● **PROBLEM DETAILS**
Rewrite the lines of all the items below as a JSON list of strings, one string per line, skipping any blank lines.
========================================
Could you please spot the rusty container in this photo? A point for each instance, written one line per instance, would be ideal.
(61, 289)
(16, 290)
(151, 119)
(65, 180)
========================================
● **SOLUTION**
[
  "Could you please spot the rusty container in this photo? A point for each instance, written one line per instance, would be ideal.",
  "(61, 289)",
  "(16, 290)",
  "(151, 119)",
  "(65, 180)"
]